Text provided:
....

Following a preliminary range-finding test, twenty daphnids (four replicates, five daphnids per replicate) were exposed to Water Accommodated Fractions (WAFs) of the test item over a range of nominal loading rate of 10, 50, 100 and 1000 mg test item.L-1 and to a control. The immobility of the daphnids was determined in a semi-static 48-hour test by visual observation after 24 and 48 hours. Concentration of dissolved organic material in the WAFs was checked by analysis of total organic carbon (TOC) in the control medium and the WAFs at the start, at t=24h (new and old solutions) and at the end of the test. These chemical analyses were performed only to provide an indication of the concentration of dissolved organic material in the WAFs and their stability.

Analytical results showed that unquantifiable or very few organic compounds were found in WAFs, except at the loading rate of 1000 mg.L-1. After 48 hours of exposure, immobilisations were 0% at 10 and 50 mg.L-1 (loading), 25% at 100 mg.L-1 (loading) and 100% at 1000 mg.L-1 (loading). At each observation time, some residual particles were lying at the bottom of the test tubes at the nominal concentrations of 50 to 1000 mg.L-1 (more visible at the highest nominal concentrations). These particles could be the cause of the observed immobilisations on daphnids (physical effect) rather than toxicity due to the test substance.

Under the experimental conditions and based on nominal concentrations, the 48-hour EL50 value estimated was estimated to be higher than 100 mg test item.L-1.

Description of key information

Under the experimental conditions and based on nominal loading rates, the 48-hour EL50 value was found to be higher than 100 mg test item/L.

Key value for chemical safety assessment

Fresh water invertebrates

Fresh water invertebrates
Effect concentration:
100 mg/L

Additional information

For that endpoint, a study performed on the registered substance was available. This study aimed to assess the acute toxicity of the test item FIR BALSAM RESINOID to Daphnia magna. The method followed was designed to be compliant with the OECD Guideline for Testing of Chemicals No. 202, “Daphnia sp., Acute Immobilisation Test”, referenced as Method C.2 of Commission Regulation No. 440/2008 and with the “Guidance document on aquatic toxicity testing of difficult substances and mixtures” (OECD No. 23). The criterion measured was the EL50 (Median Effective Loading rate), a statistically derived loading rate which is expected to cause immobility in 50% of test animals within a period of 48 hours.

....

Questions:
A. List the nominal loading rates of the test item to which the daphnids were exposed in the Daphnia study text.
B. Transcribe the Daphnia study text from "Following a preliminary" up to and including "and their stability.".

(Collected data entries)
....

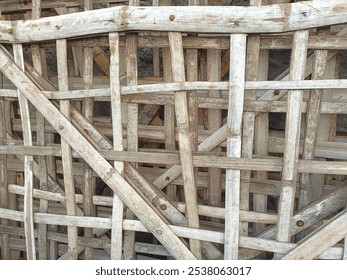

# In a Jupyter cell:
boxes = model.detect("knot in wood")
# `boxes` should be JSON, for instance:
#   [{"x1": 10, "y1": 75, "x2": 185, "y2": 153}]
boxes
[
  {"x1": 159, "y1": 204, "x2": 167, "y2": 210},
  {"x1": 296, "y1": 220, "x2": 305, "y2": 227}
]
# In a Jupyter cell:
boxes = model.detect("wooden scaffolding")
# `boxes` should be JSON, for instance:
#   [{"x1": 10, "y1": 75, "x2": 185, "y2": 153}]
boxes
[{"x1": 0, "y1": 0, "x2": 347, "y2": 260}]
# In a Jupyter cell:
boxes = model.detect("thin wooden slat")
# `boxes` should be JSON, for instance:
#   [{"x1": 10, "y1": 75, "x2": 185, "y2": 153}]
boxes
[
  {"x1": 56, "y1": 40, "x2": 78, "y2": 260},
  {"x1": 0, "y1": 0, "x2": 346, "y2": 43},
  {"x1": 276, "y1": 31, "x2": 308, "y2": 252},
  {"x1": 224, "y1": 34, "x2": 246, "y2": 260},
  {"x1": 109, "y1": 33, "x2": 124, "y2": 260},
  {"x1": 240, "y1": 31, "x2": 261, "y2": 236},
  {"x1": 31, "y1": 0, "x2": 48, "y2": 260},
  {"x1": 0, "y1": 45, "x2": 195, "y2": 259},
  {"x1": 169, "y1": 32, "x2": 201, "y2": 259},
  {"x1": 0, "y1": 95, "x2": 11, "y2": 260},
  {"x1": 82, "y1": 0, "x2": 96, "y2": 260},
  {"x1": 124, "y1": 12, "x2": 139, "y2": 259},
  {"x1": 298, "y1": 47, "x2": 328, "y2": 214},
  {"x1": 13, "y1": 44, "x2": 36, "y2": 260},
  {"x1": 207, "y1": 50, "x2": 222, "y2": 212}
]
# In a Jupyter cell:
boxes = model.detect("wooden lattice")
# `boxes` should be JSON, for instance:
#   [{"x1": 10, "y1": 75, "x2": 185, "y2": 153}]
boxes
[{"x1": 0, "y1": 0, "x2": 347, "y2": 260}]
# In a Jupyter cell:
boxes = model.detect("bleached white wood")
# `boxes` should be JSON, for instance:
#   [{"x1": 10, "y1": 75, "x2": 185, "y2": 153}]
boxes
[
  {"x1": 57, "y1": 40, "x2": 78, "y2": 260},
  {"x1": 13, "y1": 44, "x2": 36, "y2": 260},
  {"x1": 281, "y1": 211, "x2": 347, "y2": 260},
  {"x1": 109, "y1": 33, "x2": 124, "y2": 260},
  {"x1": 169, "y1": 32, "x2": 201, "y2": 259},
  {"x1": 240, "y1": 182, "x2": 347, "y2": 259},
  {"x1": 224, "y1": 34, "x2": 246, "y2": 260},
  {"x1": 276, "y1": 31, "x2": 308, "y2": 249},
  {"x1": 0, "y1": 0, "x2": 347, "y2": 43},
  {"x1": 0, "y1": 49, "x2": 195, "y2": 259}
]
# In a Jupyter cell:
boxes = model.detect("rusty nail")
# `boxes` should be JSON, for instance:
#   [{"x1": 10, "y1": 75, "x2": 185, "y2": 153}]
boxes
[
  {"x1": 296, "y1": 220, "x2": 305, "y2": 227},
  {"x1": 159, "y1": 204, "x2": 167, "y2": 210}
]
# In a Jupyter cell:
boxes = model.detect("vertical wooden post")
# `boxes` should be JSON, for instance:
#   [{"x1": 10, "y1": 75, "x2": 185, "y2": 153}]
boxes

....

Solutions to the exercise:
A.
10 mg test item.L-1
50 mg test item.L-1
100 mg test item.L-1
1000 mg test item.L-1

B.
Following a preliminary range-finding test, twenty daphnids (four replicates, five daphnids per replicate) were exposed to Water Accommodated Fractions (WAFs) of the test item over a range of nominal loading rate of 10, 50, 100 and 1000 mg test item.L-1 and to a control. The immobility of the daphnids was determined in a semi-static 48-hour test by visual observation after 24 and 48 hours. Concentration of dissolved organic material in the WAFs was checked by analysis of total organic carbon (TOC) in the control medium and the WAFs at the start, at t=24h (new and old solutions) and at the end of the test. These chemical analyses were performed only to provide an indication of the concentration of dissolved organic material in the WAFs and their stability.